* Source passage *
____

Recent research from Goodfire has focused on exposing the smooth geometric structures that form for certain ordered concepts, such as days of the week, seasons, age, temperature, and more. Recurring ideas like days of the week and seasons form smooth cyclical structures, whereas linear concepts such as temperature and age form arcs. The work here is directly inspired by Goodfire's paper and research.
Extracting Activation Vectors
One of the most important steps in this pipeline is extracting meaningful activation vectors from carefully constructed prompts. For example, Llama may be prompted, "What day comes 3 days after Tuesday?" or "What day comes before Thursday?" Ground-truth labels are simply the correct answer to the prompt. Activation vectors are extracted from the last token to capture maximal semantic meaning.
The neural geometry tool used the GPT-4o-mini model to generate a multitude of prompts with ground truth labels for any given concept. These prompts are often favored for cyclical and linear concepts, where semantic meaning can easily be captured. One potential issue with this style of prompting is that we may be imposing a cyclical structure through our choice of words when there otherwise may not be one. For example, prompts such as "What day comes two days before Wednesday?" when repeated across every weekday, may impose a cyclical structure when there otherwise may not be one. It would be interesting to explore whether the same structure emerges when a different style of prompting is used.
Projection Down to 3D
Raw activation vectors are first projected down to a 64-dimensional space. Here, the vectors are averaged for the same ground truth labels to produce centroids. These centroids are more stable in terms of their semantic meaning than any individual vector alone.
We do not project directly down to 3D; 64D serves as an intermediate step. The purpose of projecting down to 64 dimensions is to reduce most of the noise that exists in a high dimension, like 4096. Important semantic meaning may only be encoded in a small number of dimensions. Computing centroids in 64D is also much more computationally stable than computing in 4096. 64 is a somewhat arbitrary dimension; 32 and 128 can also work just fine.
A smooth curve is fitted through the centroids that are produced in 64 dimensions and sampled at 300 different points. The resulting spline curve is then projected down to 3d via PCA. This is the smooth curve that is displayed on the website after the full pipeline is finished.
Conclusion
Overall, I find this to be one of the more interesting research directions coming out in the field of mechanistic interpretability. While linear directions have been shown to causally influence model behavior, assuming that all features are simply linear direction vectors seems to be a nascent theory of interpretability and alignment in general. Rather, the structures within language models are likely much more complex and have nonlinearities, which is why models break down when steered too far. I am excited to see where this research leads in the future. In the meantime, I hope this tool can make this field of research more accessible for everyone.

____

* Exercises *
1 > In the neural geometry passage, which model generated the prompts and their ground-truth labels?
2 > According to the neural geometry passage, why are the activation vectors first brought down to 64 dimensions instead of going straight to 3D?
3 > Copy the part of the neural geometry passage between "Recent research from" and "maximal semantic meaning.", inclusive.

____

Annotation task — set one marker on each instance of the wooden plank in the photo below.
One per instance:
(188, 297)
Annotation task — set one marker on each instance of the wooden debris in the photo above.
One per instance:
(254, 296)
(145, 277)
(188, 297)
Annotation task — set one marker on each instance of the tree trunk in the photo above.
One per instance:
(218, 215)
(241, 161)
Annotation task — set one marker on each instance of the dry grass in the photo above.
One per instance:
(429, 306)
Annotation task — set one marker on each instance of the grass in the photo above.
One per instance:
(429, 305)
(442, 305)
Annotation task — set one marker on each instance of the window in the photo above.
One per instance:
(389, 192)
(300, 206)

____

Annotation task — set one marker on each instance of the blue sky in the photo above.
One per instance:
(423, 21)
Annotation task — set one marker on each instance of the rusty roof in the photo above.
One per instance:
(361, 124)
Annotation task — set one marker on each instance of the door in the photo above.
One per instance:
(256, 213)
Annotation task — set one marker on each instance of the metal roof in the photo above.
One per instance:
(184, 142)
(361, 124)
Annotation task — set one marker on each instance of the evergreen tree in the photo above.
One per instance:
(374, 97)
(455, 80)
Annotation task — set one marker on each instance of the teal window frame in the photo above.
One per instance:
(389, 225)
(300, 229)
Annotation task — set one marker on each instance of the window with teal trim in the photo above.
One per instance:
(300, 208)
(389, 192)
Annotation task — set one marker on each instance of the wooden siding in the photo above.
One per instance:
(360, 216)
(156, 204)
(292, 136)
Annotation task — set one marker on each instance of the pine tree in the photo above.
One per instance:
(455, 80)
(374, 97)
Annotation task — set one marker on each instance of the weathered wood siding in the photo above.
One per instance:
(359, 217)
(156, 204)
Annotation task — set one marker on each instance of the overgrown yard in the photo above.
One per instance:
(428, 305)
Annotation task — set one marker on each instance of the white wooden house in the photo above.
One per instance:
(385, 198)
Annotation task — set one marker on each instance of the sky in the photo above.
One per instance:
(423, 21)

____

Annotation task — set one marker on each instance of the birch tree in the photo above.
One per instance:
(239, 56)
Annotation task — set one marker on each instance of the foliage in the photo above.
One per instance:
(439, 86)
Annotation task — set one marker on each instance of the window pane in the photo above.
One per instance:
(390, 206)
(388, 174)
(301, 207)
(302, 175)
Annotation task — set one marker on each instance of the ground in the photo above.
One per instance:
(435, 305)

____

* Expected responses *
1 > The GPT-4o-mini model.

2 > Going to 64 dimensions removes most of the noise found in a high dimension like 4096, since the important meaning may sit in only a few dimensions. Computing centroids in 64D is also much more computationally stable than computing them in 4096.

3 >
Recent research from Goodfire has focused on exposing the smooth geometric structures that form for certain ordered concepts, such as days of the week, seasons, age, temperature, and more. Recurring ideas like days of the week and seasons form smooth cyclical structures, whereas linear concepts such as temperature and age form arcs. The work here is directly inspired by Goodfire's paper and research.
Extracting Activation Vectors
One of the most important steps in this pipeline is extracting meaningful activation vectors from carefully constructed prompts. For example, Llama may be prompted, "What day comes 3 days after Tuesday?" or "What day comes before Thursday?" Ground-truth labels are simply the correct answer to the prompt. Activation vectors are extracted from the last token to capture maximal semantic meaning.